First, I thought Ozzie looked very sharp. It's only one game, but still, it's still fairly encouraging.

Terrific output by the entire team. Hossa had two great assists ... Leino looked good ... The D held down the fort ... Hank/Pav/Cleary didn't produce a goal but still looked. Minnesota played last night, and the Wings did what they should do when playing a home game against a team in the 2nd game of a back-to-back. When they play this well, it's hard to come up with those viscerel, angry posts that TTD reader Chris likes so much. Sorry dude.

February 11, 2009

Wings @ Predators - Plus other thoughts

Red Wings 5-3 Predators

Fucking technology.

For what feels like the 900th time, I failed to see what channel the hockey game was on and ended up recording something else inadvertently. It's only occasionally that I get to watch these games live, so one would assume that I'd make the extra effort and be sure of what I am taping. But no. I'm a jackass.

Instead I come home at 7 AM to find that the Pistons couldn't beat the Bulls, which almost solidifies my opinion that Joe Dumars needs to start randomly selecting players and throwing them into a raging fire until the team wakes up from this coma they've been playing in. Maybe I just don't know what I'm talking about (distinct possibility), but I don't understand why this team is playing .500 ball since Iverson's arrival. It shouldn't be happening. You cannot have a team with AI, Stuckey, Rip, Sheed, Max, Dice, and whatever is left of Tayshaun and not be at least within 10 games of first place. And I don't even want to bring up Curry. Not only am I completely exhausted as Pistons fan from talking about the Brown/Saunders eras, I also can't pin the struggles all on his shoulders when Joe decided to saddle the rookie coach with the task of managing the egos of both Rip and Allen fucking Iverson just 4 games into his coaching career. That's no small task.

So anyway, I tried to watch the extensive game highlights on NHL.com, but for whatever reason I can't play the video without having Firefox crash. Pretty aggravating. With no highlights up yet on Youtube (and Sportscenter's usual debauchery of having Barry Melrose talk about the Westminster Dog Show rather than do more than one fucking game recap) I cannot view what happened in this game.

□ □ □ □

- Given instruction A:
Extract the passage of the blog post from "Fucking technology." up to and including "I'm a jackass.".

- Dataset excerpts:
□ □ □ □

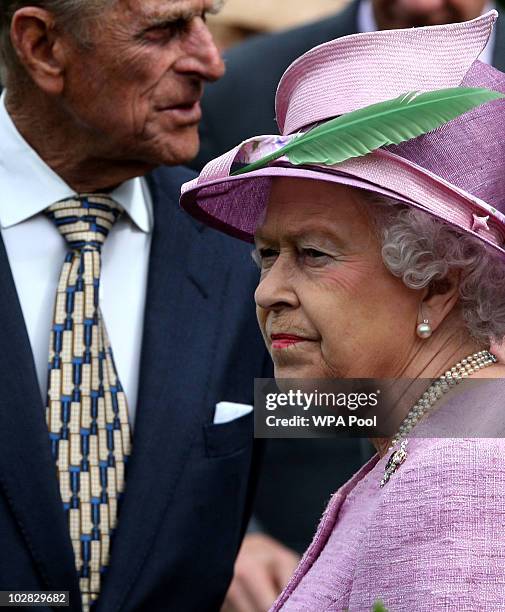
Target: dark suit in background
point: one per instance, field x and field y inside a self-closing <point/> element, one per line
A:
<point x="189" y="483"/>
<point x="298" y="475"/>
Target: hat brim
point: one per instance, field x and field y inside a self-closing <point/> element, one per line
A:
<point x="235" y="204"/>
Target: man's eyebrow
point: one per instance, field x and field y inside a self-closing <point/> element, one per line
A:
<point x="180" y="13"/>
<point x="323" y="234"/>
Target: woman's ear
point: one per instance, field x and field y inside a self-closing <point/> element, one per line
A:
<point x="441" y="298"/>
<point x="38" y="45"/>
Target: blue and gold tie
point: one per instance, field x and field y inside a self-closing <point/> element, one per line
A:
<point x="87" y="413"/>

□ □ □ □

- Given instruction B:
Reproduce the lines of the listing, from the line with "Target: man's eyebrow" up to and including the last line of the listing.

- Complete answer A:
Fucking technology.

For what feels like the 900th time, I failed to see what channel the hockey game was on and ended up recording something else inadvertently. It's only occasionally that I get to watch these games live, so one would assume that I'd make the extra effort and be sure of what I am taping. But no. I'm a jackass.

- Complete answer B:
Target: man's eyebrow
point: one per instance, field x and field y inside a self-closing <point/> element, one per line
A:
<point x="180" y="13"/>
<point x="323" y="234"/>
Target: woman's ear
point: one per instance, field x and field y inside a self-closing <point/> element, one per line
A:
<point x="441" y="298"/>
<point x="38" y="45"/>
Target: blue and gold tie
point: one per instance, field x and field y inside a self-closing <point/> element, one per line
A:
<point x="87" y="413"/>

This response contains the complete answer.